WHAT YOU ARE ASKED TO DO:
Using the entries below, show all lines with the string "plate".

TASK MATERIAL:

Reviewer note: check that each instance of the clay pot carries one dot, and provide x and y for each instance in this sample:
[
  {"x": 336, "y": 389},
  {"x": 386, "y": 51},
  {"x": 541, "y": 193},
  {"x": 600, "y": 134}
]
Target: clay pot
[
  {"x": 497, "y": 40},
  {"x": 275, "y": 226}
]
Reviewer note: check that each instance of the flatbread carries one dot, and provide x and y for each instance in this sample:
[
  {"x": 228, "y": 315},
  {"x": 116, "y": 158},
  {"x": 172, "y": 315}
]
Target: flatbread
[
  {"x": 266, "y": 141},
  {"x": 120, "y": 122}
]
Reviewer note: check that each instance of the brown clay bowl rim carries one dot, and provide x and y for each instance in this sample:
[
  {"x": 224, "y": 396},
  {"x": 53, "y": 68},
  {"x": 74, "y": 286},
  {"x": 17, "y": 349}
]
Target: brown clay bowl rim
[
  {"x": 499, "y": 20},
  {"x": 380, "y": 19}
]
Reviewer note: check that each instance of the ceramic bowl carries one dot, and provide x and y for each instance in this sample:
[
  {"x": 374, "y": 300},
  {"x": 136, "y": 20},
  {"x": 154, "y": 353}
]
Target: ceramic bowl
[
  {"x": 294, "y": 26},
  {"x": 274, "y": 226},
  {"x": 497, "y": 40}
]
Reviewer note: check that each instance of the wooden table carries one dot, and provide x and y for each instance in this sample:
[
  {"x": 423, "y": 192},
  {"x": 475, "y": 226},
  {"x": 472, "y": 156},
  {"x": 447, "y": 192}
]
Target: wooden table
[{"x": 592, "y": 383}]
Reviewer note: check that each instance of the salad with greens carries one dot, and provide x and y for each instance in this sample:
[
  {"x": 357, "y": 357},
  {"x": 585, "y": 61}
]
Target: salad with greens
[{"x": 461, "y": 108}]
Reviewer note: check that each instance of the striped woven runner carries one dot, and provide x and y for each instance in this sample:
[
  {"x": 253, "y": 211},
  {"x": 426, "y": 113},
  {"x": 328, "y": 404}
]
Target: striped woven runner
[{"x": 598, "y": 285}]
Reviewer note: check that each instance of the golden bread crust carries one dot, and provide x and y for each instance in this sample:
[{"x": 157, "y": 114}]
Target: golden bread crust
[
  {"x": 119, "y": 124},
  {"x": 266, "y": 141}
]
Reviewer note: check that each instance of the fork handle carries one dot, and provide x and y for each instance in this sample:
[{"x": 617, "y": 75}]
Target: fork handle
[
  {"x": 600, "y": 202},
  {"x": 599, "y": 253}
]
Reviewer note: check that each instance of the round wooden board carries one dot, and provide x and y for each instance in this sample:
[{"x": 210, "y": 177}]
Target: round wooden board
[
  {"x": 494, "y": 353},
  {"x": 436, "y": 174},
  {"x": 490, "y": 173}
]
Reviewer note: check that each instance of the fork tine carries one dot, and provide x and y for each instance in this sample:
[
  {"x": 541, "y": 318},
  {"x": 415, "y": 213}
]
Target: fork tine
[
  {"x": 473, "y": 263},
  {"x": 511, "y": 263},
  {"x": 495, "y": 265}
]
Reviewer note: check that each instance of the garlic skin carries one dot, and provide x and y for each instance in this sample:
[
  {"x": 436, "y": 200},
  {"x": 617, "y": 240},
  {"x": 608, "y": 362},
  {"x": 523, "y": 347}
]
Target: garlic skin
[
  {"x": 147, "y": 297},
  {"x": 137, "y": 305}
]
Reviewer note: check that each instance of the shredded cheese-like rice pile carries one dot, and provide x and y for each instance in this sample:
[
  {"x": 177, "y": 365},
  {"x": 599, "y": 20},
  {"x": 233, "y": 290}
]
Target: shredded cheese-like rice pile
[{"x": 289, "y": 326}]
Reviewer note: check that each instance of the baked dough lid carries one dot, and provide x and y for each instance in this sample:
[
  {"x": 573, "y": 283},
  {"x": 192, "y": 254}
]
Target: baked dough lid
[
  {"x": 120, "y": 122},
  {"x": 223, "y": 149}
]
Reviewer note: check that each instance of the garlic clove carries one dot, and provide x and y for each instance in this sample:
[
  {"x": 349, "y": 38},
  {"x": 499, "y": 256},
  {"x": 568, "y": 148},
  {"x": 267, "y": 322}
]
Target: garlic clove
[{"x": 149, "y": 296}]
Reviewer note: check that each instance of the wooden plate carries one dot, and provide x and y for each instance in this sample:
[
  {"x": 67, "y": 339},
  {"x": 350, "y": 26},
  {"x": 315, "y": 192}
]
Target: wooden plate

REPLY TO THE TASK:
Reviewer note: check that each instance of the wooden plate carries one dot, and provide x and y for each instance in this sample:
Target: wooden plate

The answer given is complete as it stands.